*Extract*.

But you must remember that the inn was recommended by Bombadil and so Frodo and co. would have entered with a certain degree of naïveté or at least trusting the Breelanders as being an intrinsically 'good' peoples. Since most Hobbits distrusted 'outsiders' or didn't travel much (despite living in the East farthing Fatty had never been over the Brandywine) it certainly shows the dexterity of Frodo and co. to go into the inn, no matter how naive or silly it was in retrospect. Merry's excuse for not going into the Inn-room was that it would be "too stuffy", he does however warn the hobbits to be careful of what they say or do in the inn, orders that Frodo follows, to the point of being ostracized by the Breelanders because of he wasn't very communicative, only having to rescue Pippin when he begins to get a little bit too sociable. (and drunk) Even then it was an "accident", accidents happen, no matter how wise the person is. Even more alarmingly, when discussing the “accident” Aragorn vaguely alludes to some kind of “outside force” playing a part in the incident at the Prancing Pony. If so, is this any different from Merry being "drawn too" the shadow close to Ferny's house? Frodo thought the riders had (if only temporarily) given up the chase. Make you can claim that Frodo should have listened more carefully to Gildor’s words ('my heart tells me that you will know more about these riders then me', he should have known that the riders would not be that easily put off) and also Bombadil's comments on the Riders. Maybe he should have kept closer track of Gandalf's comments on the "Ringwraiths" and "Aragorn", it is surprising that he didn’t remember Aragorn, or put two and two together about the riders, but then again he hadn’t, as of yet met “nine” riders and he would have had a lot more on his mind at the time. So Frodo may have felt it safe to go to the "friendly" inn, possibly to find out any news of either the riders or Gandalf or of the road ahead. 


On the ring-incident-the ring would have effected Frodo's judgement. Remember the ring made the possessor possessive over it, and so Frodo would have been worried that about what Bombadil may have done to the ring. Is it any different from Isildur claiming the ring as a heirloom for his father and brother? The ring is a powerful force, probably the most powerful force in Middle-Earth-can you really except the then inexperienced Frodo to control his emotions over the ring? 

He was walking around the Shire for a simple reason-because he didn’t expect any “trouble” in the Shire. A tad naïve maybe, but unrestrainble. 

Good point on Merry’s astuteness and foresight in looking at the maps beforehand. Maybe Frodo relied to heavily on fate and Gandalf and co. too much. 

Certainly by the end of the novel Frodo’s wisdom has become crystallised. I think he is on “another level” to the hobbits by then, due to his experiences. Notice the heterogeneous attitudes of the Hobbits with regards to the despotic men who had taken over the Shire and Saruman. Frodo is certainly as lot more pacifying then the bellicose hobbits, though their anger is of course justified and understand. But Frodo’s real triumph for me, is when he competently deals with Saruman. Even Saruman respects Frodo, since whilst the other hobbits are baying for his blood Frodo understand that killing him will do no good, but will only lead to greater evil. Maybe my assertion that Frodo was on “another level” from Merry and co. in terms of wisdom is a bit over the top, but do you really think Merry and co. would act in a similar way?

*Brief 1*. Retype the part of the post about Frodo starting at "He was walking" and ending at "co. too much.".

*Material for this task*.
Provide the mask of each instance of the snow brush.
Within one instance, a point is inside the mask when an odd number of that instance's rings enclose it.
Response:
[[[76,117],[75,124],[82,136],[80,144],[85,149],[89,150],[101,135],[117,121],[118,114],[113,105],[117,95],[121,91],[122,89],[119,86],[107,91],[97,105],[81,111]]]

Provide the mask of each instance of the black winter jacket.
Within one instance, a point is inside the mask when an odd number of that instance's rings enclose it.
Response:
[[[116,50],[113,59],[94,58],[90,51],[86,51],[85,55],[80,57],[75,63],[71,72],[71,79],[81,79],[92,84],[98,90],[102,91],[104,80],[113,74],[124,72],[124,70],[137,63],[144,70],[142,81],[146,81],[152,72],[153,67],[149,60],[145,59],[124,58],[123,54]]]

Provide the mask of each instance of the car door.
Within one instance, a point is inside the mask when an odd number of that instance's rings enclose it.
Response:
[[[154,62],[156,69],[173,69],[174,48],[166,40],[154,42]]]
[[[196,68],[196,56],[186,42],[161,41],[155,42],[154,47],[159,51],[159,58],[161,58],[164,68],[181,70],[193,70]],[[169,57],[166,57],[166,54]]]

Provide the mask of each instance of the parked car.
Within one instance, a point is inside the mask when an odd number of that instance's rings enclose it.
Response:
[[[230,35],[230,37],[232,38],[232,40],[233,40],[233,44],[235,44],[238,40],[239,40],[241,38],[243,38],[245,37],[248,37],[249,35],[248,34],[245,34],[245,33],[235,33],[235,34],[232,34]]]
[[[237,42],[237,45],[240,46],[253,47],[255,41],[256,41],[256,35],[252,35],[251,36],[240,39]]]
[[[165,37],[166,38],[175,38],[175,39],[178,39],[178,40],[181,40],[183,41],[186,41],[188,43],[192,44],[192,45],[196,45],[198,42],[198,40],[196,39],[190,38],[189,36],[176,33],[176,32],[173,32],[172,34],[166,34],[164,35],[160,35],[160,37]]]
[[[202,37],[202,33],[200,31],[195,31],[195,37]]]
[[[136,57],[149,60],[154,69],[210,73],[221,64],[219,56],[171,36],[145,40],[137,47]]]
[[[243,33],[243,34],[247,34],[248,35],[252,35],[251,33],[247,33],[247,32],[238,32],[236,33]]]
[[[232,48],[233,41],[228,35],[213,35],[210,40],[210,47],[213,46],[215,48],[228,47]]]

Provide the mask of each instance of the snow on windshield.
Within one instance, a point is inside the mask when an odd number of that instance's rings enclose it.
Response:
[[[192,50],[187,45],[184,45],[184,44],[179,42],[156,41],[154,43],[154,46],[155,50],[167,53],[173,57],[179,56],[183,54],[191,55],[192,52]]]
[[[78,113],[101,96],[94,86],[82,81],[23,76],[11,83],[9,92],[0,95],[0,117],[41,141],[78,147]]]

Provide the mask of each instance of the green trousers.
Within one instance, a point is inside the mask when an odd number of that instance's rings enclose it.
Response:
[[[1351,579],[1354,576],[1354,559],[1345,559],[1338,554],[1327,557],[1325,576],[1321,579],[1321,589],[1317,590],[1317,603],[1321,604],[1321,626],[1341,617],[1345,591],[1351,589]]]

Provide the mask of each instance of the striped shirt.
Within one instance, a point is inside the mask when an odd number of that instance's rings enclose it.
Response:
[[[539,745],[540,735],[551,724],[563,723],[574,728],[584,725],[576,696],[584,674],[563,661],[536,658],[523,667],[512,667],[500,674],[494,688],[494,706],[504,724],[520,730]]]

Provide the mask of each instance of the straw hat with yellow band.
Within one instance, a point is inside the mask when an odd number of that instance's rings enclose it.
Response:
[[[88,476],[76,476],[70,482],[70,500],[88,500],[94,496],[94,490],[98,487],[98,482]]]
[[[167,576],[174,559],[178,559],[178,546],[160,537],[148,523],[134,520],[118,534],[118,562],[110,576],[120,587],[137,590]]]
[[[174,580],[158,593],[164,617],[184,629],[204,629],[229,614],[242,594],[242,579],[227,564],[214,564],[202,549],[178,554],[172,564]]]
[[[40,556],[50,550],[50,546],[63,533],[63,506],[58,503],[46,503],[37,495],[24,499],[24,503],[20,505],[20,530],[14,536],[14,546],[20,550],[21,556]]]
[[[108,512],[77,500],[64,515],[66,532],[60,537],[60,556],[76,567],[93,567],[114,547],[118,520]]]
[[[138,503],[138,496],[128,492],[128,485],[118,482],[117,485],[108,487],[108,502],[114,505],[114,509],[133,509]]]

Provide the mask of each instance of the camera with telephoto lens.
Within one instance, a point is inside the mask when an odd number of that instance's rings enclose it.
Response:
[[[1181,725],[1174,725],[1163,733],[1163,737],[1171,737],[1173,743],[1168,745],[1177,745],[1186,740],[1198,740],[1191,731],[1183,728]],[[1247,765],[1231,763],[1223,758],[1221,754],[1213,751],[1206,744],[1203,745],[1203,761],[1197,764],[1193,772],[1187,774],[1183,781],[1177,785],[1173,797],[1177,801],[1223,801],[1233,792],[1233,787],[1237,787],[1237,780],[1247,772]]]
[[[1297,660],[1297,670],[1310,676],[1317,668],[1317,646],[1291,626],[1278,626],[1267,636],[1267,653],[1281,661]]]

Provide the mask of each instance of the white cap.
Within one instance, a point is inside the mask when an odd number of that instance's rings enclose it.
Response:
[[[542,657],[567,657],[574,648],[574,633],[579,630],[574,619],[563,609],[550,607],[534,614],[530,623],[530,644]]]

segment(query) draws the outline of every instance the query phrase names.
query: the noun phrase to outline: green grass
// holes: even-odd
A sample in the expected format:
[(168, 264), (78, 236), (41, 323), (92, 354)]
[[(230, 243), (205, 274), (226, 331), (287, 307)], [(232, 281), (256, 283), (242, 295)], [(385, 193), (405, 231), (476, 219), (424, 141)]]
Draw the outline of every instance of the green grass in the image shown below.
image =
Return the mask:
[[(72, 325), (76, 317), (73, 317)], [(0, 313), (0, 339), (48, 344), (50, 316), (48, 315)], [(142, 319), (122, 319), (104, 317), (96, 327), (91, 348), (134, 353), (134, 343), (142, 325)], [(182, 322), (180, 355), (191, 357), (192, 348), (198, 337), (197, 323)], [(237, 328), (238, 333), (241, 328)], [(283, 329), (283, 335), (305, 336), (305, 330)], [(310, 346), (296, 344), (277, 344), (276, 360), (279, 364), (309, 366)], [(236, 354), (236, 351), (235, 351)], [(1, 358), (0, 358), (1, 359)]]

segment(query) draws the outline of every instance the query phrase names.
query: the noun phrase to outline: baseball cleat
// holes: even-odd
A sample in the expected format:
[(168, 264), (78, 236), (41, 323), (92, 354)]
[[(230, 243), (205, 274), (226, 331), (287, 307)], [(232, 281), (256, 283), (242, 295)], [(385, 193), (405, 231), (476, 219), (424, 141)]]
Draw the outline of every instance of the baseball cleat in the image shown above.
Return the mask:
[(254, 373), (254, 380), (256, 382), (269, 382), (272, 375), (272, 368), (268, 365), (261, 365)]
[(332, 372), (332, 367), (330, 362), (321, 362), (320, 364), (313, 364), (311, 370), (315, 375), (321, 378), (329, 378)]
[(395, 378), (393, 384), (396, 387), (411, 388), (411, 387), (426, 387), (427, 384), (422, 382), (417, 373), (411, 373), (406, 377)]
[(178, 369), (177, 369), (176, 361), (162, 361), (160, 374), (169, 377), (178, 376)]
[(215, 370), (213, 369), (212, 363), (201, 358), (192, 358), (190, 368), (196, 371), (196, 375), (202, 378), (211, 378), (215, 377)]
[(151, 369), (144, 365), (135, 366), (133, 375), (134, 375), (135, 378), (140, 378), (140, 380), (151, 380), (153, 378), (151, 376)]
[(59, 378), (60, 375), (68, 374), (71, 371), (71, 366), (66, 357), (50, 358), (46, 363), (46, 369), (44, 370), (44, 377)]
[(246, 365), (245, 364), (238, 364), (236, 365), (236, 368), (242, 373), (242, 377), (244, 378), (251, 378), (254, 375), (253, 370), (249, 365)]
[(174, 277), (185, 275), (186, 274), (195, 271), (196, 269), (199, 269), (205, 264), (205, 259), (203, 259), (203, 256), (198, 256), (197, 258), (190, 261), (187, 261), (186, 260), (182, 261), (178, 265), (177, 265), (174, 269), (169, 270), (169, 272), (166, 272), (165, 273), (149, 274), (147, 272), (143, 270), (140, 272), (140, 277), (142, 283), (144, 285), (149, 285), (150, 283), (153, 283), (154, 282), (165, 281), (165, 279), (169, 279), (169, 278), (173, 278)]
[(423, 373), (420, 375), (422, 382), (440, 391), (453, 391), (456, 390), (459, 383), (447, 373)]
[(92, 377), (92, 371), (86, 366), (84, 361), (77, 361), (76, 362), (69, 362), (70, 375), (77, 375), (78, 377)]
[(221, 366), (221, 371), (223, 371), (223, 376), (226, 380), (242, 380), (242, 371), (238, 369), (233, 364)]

*Brief 2*. Find each line in the rows that contains the string "phrase", with case counting, and copy those lines.

*Complete response 1*.
He was walking around the Shire for a simple reason-because he didn’t expect any “trouble” in the Shire. A tad naïve maybe, but unrestrainble. 

Good point on Merry’s astuteness and foresight in looking at the maps beforehand. Maybe Frodo relied to heavily on fate and Gandalf and co. too much.

*Complete response 2*.
segment(query) draws the outline of every instance the query phrase names.
query: the noun phrase to outline: green grass
segment(query) draws the outline of every instance the query phrase names.
query: the noun phrase to outline: baseball cleat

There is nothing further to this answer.